WHAT YOU WILL DO: Working through the lines below, return each one that holds "bollard".
PROVIDED DATA: Begin
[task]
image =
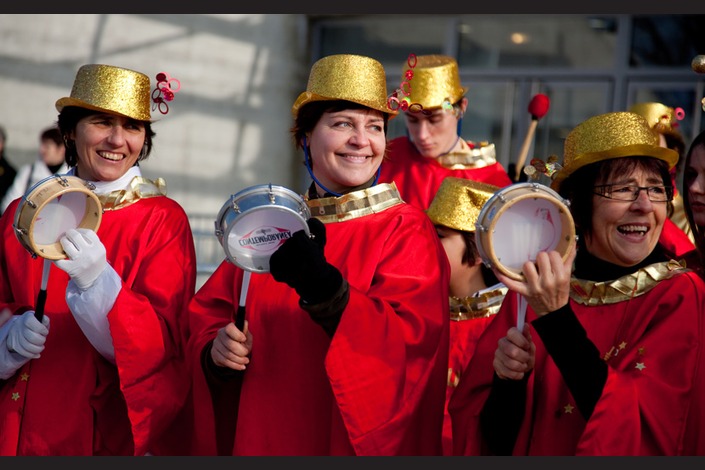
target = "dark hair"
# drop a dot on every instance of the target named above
(688, 176)
(578, 188)
(53, 134)
(310, 113)
(68, 120)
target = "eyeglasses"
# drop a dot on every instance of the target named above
(630, 192)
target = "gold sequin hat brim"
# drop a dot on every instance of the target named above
(607, 136)
(348, 77)
(435, 81)
(110, 89)
(458, 203)
(659, 116)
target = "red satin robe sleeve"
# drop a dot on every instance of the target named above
(377, 387)
(651, 401)
(72, 401)
(418, 178)
(674, 239)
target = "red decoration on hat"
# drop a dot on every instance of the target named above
(538, 106)
(164, 91)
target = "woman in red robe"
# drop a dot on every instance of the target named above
(345, 346)
(103, 371)
(610, 358)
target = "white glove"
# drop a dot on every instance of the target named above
(86, 256)
(27, 335)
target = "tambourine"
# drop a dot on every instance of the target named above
(518, 222)
(51, 207)
(256, 221)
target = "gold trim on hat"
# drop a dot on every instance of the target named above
(111, 89)
(607, 136)
(355, 204)
(481, 305)
(458, 202)
(467, 158)
(435, 81)
(349, 77)
(660, 117)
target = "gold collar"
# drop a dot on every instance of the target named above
(356, 204)
(480, 155)
(139, 188)
(626, 287)
(484, 305)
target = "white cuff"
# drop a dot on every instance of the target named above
(90, 308)
(9, 361)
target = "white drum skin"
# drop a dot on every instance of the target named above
(255, 222)
(518, 222)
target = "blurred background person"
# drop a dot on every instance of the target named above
(664, 120)
(433, 148)
(50, 161)
(475, 293)
(7, 169)
(344, 350)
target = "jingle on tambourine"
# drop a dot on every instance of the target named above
(518, 222)
(254, 222)
(51, 207)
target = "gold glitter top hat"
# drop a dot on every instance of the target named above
(110, 89)
(662, 118)
(435, 81)
(610, 135)
(348, 77)
(458, 203)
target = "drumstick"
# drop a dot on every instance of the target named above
(42, 296)
(240, 316)
(538, 107)
(521, 311)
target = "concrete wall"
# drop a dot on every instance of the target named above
(228, 126)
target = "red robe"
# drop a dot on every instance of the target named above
(674, 239)
(377, 386)
(651, 404)
(72, 401)
(469, 317)
(418, 178)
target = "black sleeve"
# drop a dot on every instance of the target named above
(328, 314)
(577, 358)
(503, 413)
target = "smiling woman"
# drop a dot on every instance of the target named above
(345, 349)
(590, 373)
(110, 379)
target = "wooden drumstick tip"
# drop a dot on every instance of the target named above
(698, 64)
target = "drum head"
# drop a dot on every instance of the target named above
(520, 221)
(50, 208)
(254, 223)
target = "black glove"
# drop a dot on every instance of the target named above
(301, 264)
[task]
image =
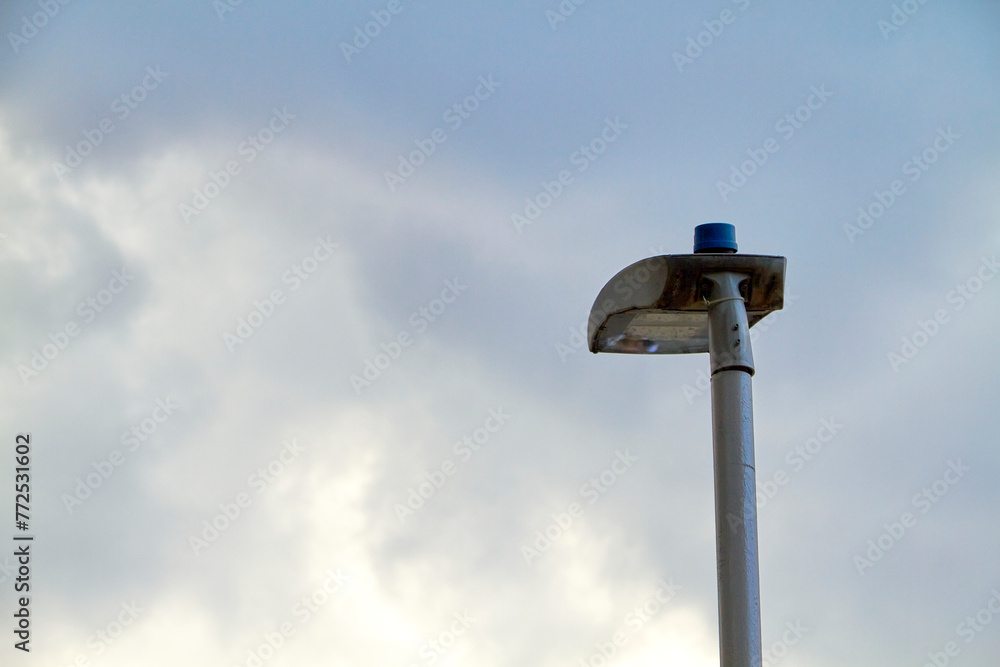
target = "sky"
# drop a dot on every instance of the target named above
(292, 303)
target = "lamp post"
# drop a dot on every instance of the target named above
(707, 302)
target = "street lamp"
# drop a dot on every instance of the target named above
(707, 302)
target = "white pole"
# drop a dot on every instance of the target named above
(735, 484)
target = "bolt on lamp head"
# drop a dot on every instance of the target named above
(658, 305)
(715, 237)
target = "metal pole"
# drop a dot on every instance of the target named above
(735, 485)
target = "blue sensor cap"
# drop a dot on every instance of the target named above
(715, 237)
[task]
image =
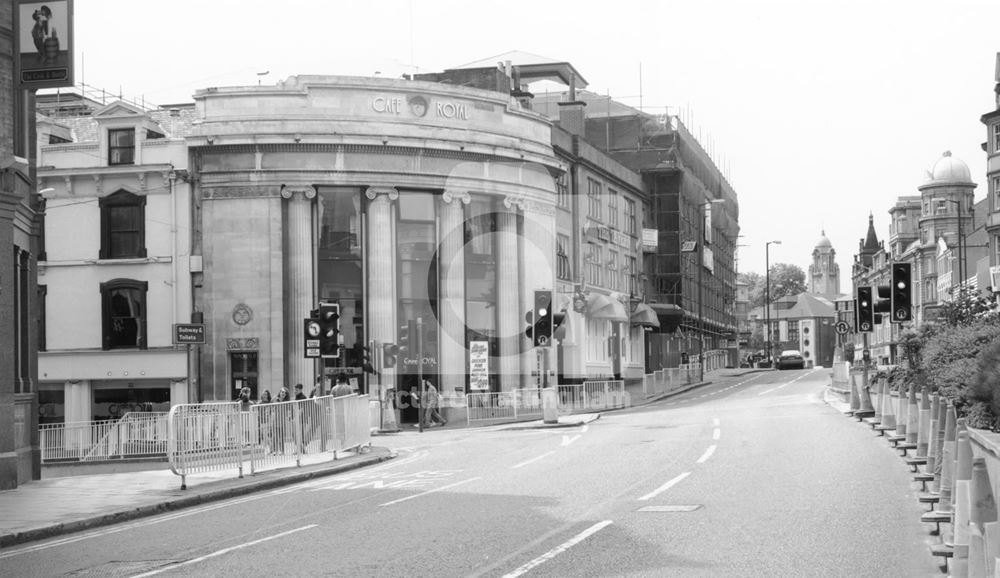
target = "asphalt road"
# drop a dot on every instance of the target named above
(749, 476)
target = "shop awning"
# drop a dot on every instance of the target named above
(644, 315)
(603, 307)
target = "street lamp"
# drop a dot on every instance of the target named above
(767, 293)
(961, 240)
(701, 266)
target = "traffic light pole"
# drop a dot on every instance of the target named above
(420, 371)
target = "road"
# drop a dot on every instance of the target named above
(748, 476)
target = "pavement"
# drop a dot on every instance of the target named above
(52, 507)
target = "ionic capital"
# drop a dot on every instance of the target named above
(387, 193)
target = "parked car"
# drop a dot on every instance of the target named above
(791, 359)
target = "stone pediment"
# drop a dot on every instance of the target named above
(118, 109)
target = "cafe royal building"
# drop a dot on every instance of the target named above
(397, 199)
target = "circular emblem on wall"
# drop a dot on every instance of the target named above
(242, 314)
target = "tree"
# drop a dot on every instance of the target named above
(785, 279)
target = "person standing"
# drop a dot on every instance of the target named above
(431, 401)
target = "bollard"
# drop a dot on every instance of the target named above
(888, 411)
(924, 424)
(948, 462)
(932, 434)
(855, 399)
(912, 416)
(902, 405)
(983, 510)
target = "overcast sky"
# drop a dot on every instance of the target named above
(821, 111)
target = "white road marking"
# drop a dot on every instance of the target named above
(665, 486)
(559, 549)
(783, 385)
(533, 460)
(221, 552)
(430, 491)
(568, 440)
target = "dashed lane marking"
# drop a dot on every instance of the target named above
(221, 552)
(442, 488)
(665, 487)
(558, 549)
(533, 460)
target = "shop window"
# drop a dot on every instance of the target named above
(123, 226)
(124, 314)
(121, 146)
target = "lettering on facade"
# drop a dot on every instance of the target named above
(419, 107)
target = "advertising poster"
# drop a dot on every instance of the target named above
(45, 44)
(479, 365)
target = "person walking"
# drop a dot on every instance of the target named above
(432, 400)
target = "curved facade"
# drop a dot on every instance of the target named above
(400, 200)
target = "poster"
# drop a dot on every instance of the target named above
(45, 43)
(479, 365)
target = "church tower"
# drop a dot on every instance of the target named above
(824, 273)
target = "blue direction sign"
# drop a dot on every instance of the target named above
(186, 333)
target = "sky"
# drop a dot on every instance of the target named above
(821, 113)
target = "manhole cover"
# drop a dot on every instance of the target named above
(690, 508)
(116, 569)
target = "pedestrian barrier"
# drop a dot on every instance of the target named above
(136, 434)
(219, 436)
(504, 406)
(961, 493)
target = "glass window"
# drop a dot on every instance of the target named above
(595, 264)
(563, 269)
(123, 226)
(594, 209)
(613, 270)
(612, 207)
(630, 225)
(121, 146)
(562, 190)
(124, 314)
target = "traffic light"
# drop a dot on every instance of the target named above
(367, 363)
(881, 304)
(311, 331)
(866, 320)
(902, 295)
(329, 324)
(389, 351)
(558, 330)
(542, 333)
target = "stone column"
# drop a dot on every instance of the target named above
(451, 307)
(381, 306)
(510, 316)
(298, 282)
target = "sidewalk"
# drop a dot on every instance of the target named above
(51, 507)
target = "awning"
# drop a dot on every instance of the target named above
(644, 315)
(603, 307)
(669, 315)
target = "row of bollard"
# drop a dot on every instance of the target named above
(960, 490)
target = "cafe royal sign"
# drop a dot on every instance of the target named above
(419, 106)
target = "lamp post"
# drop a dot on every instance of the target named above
(961, 241)
(701, 266)
(767, 294)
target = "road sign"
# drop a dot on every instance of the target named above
(185, 333)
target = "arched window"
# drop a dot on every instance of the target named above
(123, 314)
(123, 226)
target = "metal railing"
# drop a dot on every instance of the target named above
(504, 405)
(136, 434)
(218, 436)
(592, 395)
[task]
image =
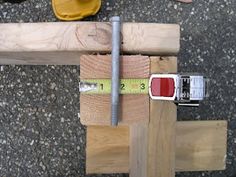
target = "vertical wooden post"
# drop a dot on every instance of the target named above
(161, 129)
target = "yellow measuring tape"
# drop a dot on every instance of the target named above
(103, 86)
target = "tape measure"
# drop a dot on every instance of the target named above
(103, 86)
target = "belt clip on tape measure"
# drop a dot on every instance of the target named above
(184, 90)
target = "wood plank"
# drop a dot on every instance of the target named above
(161, 139)
(139, 131)
(106, 147)
(138, 149)
(205, 150)
(40, 43)
(161, 128)
(99, 66)
(96, 109)
(200, 146)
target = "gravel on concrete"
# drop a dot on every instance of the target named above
(40, 131)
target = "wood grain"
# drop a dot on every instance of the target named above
(139, 131)
(138, 149)
(99, 66)
(200, 146)
(161, 139)
(161, 128)
(96, 109)
(28, 40)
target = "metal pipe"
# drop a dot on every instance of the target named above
(115, 79)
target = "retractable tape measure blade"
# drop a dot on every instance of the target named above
(103, 86)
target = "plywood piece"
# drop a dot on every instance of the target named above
(200, 149)
(161, 139)
(139, 132)
(107, 147)
(161, 128)
(138, 149)
(41, 41)
(200, 146)
(99, 66)
(96, 109)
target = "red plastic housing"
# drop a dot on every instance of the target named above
(164, 87)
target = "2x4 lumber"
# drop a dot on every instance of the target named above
(138, 149)
(139, 131)
(95, 109)
(200, 146)
(161, 129)
(42, 43)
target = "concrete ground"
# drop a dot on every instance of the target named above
(40, 132)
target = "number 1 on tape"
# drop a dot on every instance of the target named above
(103, 86)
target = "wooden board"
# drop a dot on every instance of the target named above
(96, 109)
(138, 149)
(99, 66)
(41, 43)
(161, 139)
(139, 131)
(200, 146)
(161, 128)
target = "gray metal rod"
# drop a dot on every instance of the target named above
(115, 79)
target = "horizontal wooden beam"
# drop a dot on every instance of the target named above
(44, 43)
(96, 109)
(200, 146)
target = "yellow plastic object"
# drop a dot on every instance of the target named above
(75, 9)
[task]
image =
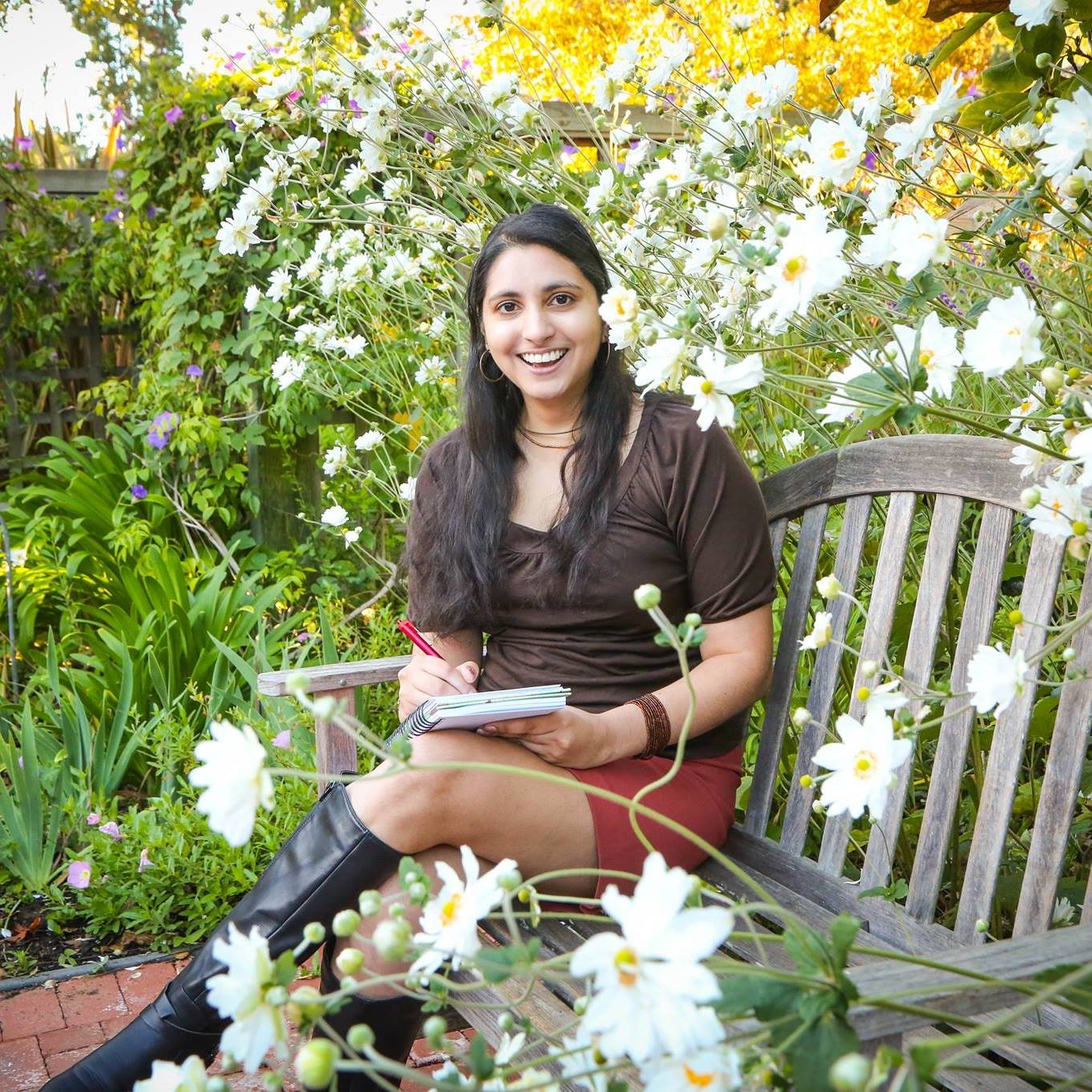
PROVIDED DATA: End
SOLUTION FOR THIS TASK:
target = "bollard"
target = "row of bollard"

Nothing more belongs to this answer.